ВЫБРАННЫЙ ТЕКСТ:
Эти скрытые разногласия стали явными, когда в 1856 году Бисмарк, будучи прусским послом в Германской конфедерации, обнародовал ту точку зрения, что Пруссии следует в большей степени идти навстречу Наполеону III. Ведь в глазах прусских консерваторов французский император являлся узурпатором прерогатив легитимного короля.
Упоминание Наполеона в качестве потенциального участника диалога с Пруссией было превыше понимания консервативного окружения Бисмарка, выдвинувшего его и лелеявшего его дипломатическую карьеру. Новую философию Бисмарка его первоначальные сторонники восприняли с возмущенным недоверием. Два столетия назад, когда Ришелье объявил, что его революционный для тех времен тезис высших интересов государства обладает правом верховенства над религией, недоверие было не меньшим. Испытал подобное уже в наше время и Ричард Никсон, когда объявил о введении политики разрядки по отношению к Советскому Союзу. Возвращаясь к Наполеону III, можно сказать, что само его имя олицетворяло угрозу нового раунда французского экспансионизма и, что еще хуже, символизировало подтверждение ненавистных принципов Французской революции.

ПОСТАВЛЕННАЯ ЗАДАЧА 1: Какую должность занимал Бисмарк в 1856 году, согласно выбранному тексту?
ПОСТАВЛЕННАЯ ЗАДАЧА 2: Определите, соответствуют ли выбранному тексту следующие утверждения: (a) в 1856 году Бисмарк высказался за то, чтобы Пруссия больше шла навстречу Наполеону III; (b) первоначальные сторонники Бисмарка встретили его новую философию с одобрением; (c) Ричард Никсон объявил о политике разрядки по отношению к Китаю.
ПОСТАВЛЕННАЯ ЗАДАЧА 3: Перепишите дословно фрагмент выбранного текста, начиная со слов «Эти скрытые разногласия» и далее вплоть до слов «прерогатив легитимного короля.».

ПЕРЕЧЕНЬ ЗАПИСЕЙ:
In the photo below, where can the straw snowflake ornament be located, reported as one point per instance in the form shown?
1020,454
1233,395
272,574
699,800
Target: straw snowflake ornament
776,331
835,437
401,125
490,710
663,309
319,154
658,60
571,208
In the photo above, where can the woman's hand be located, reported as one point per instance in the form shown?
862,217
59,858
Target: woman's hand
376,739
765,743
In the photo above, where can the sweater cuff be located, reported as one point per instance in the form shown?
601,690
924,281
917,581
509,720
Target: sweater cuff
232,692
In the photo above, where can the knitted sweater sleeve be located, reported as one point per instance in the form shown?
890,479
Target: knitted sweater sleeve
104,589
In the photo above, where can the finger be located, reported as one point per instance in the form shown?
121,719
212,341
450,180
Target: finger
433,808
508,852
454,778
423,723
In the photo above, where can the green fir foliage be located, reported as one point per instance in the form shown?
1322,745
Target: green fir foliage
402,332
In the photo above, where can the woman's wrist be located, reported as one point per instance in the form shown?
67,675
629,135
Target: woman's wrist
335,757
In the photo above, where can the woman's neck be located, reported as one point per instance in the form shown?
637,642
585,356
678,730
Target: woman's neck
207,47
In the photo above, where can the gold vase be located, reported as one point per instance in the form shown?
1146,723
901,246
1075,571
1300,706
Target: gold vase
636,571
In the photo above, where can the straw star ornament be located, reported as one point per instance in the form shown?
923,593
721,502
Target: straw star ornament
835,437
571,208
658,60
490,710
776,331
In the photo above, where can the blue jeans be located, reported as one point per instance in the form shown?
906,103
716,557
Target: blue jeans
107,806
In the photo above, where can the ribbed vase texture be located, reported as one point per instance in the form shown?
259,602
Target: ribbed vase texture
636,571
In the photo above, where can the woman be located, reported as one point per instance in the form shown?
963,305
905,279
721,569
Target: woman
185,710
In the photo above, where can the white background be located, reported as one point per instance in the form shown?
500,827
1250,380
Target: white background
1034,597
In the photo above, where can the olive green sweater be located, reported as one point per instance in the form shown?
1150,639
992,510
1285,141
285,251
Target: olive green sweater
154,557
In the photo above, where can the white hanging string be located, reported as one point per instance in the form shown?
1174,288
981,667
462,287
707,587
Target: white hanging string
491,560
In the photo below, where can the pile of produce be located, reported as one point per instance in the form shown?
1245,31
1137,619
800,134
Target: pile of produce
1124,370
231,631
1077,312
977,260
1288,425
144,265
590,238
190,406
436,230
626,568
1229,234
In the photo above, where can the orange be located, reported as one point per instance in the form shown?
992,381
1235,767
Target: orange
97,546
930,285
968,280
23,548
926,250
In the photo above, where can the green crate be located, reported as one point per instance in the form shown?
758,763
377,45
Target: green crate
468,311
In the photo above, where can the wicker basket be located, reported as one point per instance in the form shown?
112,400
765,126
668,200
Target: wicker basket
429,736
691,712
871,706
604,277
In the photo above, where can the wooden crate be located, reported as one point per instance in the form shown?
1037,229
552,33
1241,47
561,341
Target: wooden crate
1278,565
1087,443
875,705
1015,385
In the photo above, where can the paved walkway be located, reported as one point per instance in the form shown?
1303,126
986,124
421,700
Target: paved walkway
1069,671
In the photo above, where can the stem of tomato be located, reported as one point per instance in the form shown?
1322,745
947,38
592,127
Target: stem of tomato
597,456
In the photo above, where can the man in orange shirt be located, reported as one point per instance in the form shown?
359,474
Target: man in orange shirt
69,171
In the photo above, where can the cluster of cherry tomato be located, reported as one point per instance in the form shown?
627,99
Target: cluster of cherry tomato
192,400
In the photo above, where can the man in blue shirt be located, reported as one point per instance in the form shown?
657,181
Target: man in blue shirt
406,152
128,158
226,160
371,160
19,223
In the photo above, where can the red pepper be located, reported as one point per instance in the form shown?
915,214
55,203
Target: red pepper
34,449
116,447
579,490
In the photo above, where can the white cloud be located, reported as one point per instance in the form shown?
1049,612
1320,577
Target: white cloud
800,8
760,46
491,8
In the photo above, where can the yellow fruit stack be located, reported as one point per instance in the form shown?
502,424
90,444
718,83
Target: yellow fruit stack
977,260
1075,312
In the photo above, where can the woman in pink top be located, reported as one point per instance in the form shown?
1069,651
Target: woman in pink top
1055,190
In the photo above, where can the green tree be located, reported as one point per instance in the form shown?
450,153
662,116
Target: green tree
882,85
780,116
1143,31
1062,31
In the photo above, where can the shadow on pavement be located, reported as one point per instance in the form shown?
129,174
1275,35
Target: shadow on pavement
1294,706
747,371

ОТВЕТ 1: Он был прусским послом в Германской конфедерации.

ОТВЕТ 2:
(a) Да: «обнародовал ту точку зрения, что Пруссии следует в большей степени идти навстречу Наполеону III».
(b) Нет: «Новую философию Бисмарка его первоначальные сторонники восприняли с возмущенным недоверием».
(c) Нет: «объявил о введении политики разрядки по отношению к Советскому Союзу».

ОТВЕТ 3:
Эти скрытые разногласия стали явными, когда в 1856 году Бисмарк, будучи прусским послом в Германской конфедерации, обнародовал ту точку зрения, что Пруссии следует в большей степени идти навстречу Наполеону III. Ведь в глазах прусских консерваторов французский император являлся узурпатором прерогатив легитимного короля.